=== Tasks ===
**1)** For the forum thread below, answer yes or no to each statement, quoting the words of the thread that settle it: (a) Robbie wanted to post the map in Finished maps. (b) The House of Broken Minds was the original source of the floorplan. (c) RPMiller is sure about liking the shaded stairs.
**2)** Identify each line in the listing below that contains the word "pavilion", and copy those lines.

— BEGIN Text passage —

# Mapmaking Discussion & Philosophy (WIP/Critique) > Building/Structure Mapping >  Map based on a dungeon magazine floorplan

## Robbie

I don't really want to post this in Finished maps because I don't want to fully claim it as my own...The floorplan itself for the most part comes from a Map of Mystery in a Dungeon Magazine issue.  The House of Broken Minds was the original.

I tried to use some fancier aspects of CC3 and I also used quite a few of my own custom textures.  I also used some of the shading fills to give some depth to the steps and things.  Whatcha think?

I'm not showing the DM version with the secret areas...because my players actually look here occasionally.

----------


## RPMiller

Wow! Very nice. I hope I can make something like that eventually. Even though it isn't completely original, I still say that it is awesome since you had to put all the pieces together.

I'm still uncertain about whether I like the shaded stairs. My mind doesn't automatically pick the angle that they should be.

— END Text passage —
— BEGIN Record excerpts —

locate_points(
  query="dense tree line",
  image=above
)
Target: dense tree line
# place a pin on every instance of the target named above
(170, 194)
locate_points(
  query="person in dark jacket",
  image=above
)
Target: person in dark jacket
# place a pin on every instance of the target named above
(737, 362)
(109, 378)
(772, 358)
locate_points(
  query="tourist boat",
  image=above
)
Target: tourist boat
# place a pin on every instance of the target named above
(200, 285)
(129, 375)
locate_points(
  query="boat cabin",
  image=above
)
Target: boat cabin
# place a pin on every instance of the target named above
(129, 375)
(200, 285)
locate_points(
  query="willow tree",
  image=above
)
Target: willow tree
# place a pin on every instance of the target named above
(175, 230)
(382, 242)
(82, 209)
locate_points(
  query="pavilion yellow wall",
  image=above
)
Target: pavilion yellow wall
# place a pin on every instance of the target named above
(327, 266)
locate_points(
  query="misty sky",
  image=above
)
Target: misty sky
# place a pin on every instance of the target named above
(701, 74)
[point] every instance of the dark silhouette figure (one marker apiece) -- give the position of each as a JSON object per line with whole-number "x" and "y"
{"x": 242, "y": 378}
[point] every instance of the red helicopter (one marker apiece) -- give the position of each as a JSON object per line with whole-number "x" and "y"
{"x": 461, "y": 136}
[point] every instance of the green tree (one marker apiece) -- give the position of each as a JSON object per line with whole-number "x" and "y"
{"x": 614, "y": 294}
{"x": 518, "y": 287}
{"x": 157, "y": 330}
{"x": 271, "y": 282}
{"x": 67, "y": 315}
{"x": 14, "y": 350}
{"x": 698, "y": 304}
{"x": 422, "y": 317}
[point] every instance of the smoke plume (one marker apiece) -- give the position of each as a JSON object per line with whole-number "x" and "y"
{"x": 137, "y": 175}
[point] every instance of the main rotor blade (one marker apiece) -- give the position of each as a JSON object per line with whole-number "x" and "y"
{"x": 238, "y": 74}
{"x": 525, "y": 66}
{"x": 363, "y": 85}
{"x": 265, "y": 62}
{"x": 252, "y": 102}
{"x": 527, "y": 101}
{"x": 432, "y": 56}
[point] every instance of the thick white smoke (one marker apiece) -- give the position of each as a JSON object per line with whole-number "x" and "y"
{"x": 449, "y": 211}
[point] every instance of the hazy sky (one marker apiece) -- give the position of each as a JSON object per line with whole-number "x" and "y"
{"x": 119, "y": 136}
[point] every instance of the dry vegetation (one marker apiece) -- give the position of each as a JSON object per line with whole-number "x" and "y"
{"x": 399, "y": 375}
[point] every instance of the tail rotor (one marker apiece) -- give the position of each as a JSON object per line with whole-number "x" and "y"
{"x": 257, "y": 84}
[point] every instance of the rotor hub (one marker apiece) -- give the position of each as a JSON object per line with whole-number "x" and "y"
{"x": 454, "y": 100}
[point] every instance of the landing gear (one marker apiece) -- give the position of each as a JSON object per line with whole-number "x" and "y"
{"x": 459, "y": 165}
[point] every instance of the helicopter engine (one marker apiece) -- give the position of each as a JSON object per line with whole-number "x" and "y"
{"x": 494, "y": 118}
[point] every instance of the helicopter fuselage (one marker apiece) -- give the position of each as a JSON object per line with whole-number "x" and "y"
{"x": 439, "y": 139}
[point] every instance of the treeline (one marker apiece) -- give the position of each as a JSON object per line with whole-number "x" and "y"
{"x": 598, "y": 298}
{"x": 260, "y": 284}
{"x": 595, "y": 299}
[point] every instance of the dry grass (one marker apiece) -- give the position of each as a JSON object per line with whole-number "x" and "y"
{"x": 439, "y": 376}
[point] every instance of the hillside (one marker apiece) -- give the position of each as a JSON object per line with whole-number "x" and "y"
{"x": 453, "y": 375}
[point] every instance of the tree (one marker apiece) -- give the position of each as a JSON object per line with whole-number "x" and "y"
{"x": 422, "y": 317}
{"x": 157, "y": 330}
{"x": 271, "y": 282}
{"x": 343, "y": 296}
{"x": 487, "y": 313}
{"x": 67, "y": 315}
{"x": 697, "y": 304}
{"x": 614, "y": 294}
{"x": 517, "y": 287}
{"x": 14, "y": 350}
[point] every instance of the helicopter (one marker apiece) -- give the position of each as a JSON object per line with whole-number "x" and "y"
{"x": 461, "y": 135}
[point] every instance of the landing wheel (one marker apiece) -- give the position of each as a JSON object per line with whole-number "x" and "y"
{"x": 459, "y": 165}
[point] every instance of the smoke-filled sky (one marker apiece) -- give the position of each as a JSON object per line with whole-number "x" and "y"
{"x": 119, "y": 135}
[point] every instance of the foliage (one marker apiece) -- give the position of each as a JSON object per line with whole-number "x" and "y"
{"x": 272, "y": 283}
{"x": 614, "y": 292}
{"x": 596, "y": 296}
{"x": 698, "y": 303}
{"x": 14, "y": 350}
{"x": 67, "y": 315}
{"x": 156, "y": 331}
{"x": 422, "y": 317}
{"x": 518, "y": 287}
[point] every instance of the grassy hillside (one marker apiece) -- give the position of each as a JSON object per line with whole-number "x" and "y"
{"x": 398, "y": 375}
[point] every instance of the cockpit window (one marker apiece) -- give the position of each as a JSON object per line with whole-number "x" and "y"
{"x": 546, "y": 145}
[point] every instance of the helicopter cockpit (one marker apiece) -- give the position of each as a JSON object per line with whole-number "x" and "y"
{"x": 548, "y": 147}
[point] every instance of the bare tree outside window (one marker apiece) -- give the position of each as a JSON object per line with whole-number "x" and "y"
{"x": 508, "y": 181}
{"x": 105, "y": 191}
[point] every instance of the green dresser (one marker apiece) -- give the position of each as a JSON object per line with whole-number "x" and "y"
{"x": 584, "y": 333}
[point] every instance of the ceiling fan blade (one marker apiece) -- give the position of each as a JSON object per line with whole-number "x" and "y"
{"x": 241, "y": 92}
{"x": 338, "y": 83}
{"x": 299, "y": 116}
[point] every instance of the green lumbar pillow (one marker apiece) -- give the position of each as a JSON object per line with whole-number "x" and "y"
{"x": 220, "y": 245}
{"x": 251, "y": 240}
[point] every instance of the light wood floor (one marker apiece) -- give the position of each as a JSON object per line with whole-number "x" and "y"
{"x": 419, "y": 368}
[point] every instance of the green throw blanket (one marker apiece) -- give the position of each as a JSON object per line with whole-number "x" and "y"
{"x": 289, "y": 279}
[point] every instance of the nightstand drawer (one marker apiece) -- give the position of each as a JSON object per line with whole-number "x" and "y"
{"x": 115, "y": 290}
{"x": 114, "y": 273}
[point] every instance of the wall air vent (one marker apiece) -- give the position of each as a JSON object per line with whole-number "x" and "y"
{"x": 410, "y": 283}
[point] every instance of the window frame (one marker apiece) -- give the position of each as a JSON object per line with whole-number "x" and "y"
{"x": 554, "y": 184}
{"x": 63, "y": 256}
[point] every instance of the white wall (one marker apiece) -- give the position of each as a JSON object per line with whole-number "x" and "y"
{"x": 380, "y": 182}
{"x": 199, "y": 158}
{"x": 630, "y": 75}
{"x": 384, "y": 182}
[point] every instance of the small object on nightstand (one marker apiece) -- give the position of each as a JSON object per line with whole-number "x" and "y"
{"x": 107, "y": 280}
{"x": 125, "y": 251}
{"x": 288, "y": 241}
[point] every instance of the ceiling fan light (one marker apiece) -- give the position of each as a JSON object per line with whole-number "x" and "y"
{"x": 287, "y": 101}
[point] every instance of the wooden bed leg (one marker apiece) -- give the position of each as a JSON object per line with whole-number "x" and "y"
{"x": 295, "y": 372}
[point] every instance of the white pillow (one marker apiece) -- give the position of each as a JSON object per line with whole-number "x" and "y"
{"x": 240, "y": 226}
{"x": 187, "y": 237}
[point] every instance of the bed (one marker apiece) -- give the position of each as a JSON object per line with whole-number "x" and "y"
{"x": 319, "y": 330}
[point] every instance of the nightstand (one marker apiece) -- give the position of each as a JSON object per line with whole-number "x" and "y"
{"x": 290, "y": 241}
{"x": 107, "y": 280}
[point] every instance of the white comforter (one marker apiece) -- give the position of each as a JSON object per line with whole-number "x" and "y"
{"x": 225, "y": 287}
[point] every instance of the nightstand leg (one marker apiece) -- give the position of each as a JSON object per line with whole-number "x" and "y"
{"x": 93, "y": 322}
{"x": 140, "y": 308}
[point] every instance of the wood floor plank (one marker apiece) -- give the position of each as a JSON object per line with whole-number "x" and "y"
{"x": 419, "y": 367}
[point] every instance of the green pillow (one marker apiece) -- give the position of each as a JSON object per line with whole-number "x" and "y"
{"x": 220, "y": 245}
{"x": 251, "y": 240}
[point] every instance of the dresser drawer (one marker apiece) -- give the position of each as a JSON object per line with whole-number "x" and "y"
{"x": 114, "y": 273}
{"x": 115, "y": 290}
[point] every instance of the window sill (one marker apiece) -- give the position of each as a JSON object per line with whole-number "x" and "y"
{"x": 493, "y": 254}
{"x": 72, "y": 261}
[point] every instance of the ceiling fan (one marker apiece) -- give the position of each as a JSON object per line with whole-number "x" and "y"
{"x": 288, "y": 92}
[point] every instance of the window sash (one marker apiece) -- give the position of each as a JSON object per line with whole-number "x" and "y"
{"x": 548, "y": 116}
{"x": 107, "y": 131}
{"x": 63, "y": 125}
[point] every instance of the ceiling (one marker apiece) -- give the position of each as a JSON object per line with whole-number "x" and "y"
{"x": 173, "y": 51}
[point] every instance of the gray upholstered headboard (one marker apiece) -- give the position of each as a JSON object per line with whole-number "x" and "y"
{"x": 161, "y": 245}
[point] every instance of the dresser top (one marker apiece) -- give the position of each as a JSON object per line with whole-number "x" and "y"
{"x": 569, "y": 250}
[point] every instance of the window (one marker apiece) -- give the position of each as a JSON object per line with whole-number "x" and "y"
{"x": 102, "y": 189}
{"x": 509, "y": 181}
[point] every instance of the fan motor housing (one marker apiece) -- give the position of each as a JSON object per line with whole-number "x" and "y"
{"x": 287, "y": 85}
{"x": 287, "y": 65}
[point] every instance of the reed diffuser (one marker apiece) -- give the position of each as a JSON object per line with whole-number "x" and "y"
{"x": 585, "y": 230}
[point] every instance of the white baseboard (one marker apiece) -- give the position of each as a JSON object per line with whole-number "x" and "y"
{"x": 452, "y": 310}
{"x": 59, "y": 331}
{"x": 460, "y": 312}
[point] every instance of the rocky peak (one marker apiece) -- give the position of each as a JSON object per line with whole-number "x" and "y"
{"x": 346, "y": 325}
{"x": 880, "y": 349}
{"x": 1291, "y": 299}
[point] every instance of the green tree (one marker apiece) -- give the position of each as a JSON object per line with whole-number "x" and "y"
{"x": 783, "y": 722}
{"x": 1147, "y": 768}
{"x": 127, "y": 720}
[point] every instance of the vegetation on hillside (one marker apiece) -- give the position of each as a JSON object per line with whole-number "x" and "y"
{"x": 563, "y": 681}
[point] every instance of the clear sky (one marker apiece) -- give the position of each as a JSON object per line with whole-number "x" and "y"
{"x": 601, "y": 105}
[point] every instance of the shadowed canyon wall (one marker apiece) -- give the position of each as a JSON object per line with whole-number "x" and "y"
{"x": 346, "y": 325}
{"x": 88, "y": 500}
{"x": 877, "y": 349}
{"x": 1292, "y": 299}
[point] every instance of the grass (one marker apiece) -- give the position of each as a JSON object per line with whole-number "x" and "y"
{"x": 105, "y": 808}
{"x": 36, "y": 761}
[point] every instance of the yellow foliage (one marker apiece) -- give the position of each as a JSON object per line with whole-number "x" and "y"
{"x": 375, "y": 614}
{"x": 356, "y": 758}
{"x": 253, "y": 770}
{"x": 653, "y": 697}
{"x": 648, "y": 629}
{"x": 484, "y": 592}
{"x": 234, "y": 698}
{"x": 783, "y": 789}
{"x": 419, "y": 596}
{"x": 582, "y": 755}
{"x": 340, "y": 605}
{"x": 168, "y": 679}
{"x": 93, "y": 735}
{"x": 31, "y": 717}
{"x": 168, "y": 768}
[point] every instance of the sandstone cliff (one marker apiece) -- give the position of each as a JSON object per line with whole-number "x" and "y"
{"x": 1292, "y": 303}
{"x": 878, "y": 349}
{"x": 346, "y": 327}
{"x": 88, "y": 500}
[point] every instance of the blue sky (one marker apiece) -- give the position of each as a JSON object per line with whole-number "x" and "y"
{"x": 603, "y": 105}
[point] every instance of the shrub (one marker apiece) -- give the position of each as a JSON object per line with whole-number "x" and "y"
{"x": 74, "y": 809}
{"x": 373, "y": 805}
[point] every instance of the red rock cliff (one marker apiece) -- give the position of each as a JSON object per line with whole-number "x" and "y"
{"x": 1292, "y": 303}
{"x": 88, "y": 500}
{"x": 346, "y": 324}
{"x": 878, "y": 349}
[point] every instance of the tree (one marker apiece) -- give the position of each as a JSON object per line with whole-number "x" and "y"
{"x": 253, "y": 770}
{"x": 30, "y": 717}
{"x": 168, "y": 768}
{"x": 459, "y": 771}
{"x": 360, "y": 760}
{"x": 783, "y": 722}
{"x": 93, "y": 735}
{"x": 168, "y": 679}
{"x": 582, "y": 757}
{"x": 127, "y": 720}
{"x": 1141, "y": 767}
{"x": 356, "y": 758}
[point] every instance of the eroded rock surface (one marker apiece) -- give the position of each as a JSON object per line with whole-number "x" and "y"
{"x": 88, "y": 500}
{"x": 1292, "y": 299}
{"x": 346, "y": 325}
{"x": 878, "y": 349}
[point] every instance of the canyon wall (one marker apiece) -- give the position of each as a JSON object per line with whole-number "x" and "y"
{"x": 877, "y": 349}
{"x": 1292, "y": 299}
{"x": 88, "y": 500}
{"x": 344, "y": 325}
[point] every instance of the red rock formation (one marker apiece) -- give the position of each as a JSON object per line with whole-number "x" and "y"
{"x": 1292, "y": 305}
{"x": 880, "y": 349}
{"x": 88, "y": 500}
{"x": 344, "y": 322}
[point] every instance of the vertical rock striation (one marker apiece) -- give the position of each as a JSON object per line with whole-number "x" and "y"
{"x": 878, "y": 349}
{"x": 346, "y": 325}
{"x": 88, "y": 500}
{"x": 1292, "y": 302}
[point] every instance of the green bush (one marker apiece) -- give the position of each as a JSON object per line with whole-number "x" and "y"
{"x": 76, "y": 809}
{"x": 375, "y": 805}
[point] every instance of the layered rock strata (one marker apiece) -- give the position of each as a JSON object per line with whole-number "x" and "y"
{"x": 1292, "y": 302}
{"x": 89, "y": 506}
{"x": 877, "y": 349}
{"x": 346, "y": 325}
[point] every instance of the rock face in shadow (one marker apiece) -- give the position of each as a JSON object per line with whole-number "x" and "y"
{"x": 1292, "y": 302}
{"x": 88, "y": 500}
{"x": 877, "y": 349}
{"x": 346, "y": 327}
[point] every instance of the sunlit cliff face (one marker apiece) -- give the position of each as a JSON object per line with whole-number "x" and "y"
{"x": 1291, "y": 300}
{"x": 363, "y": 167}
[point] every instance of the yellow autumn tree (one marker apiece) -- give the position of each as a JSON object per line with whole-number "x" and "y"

— END Record excerpts —

=== List of solutions ===
**1)**
(a) No: "I don't really want to post this in Finished maps"
(b) Yes: "The House of Broken Minds was the original."
(c) No: "I'm still uncertain about whether I like the shaded stairs."

**2)**
  query="pavilion yellow wall",
Target: pavilion yellow wall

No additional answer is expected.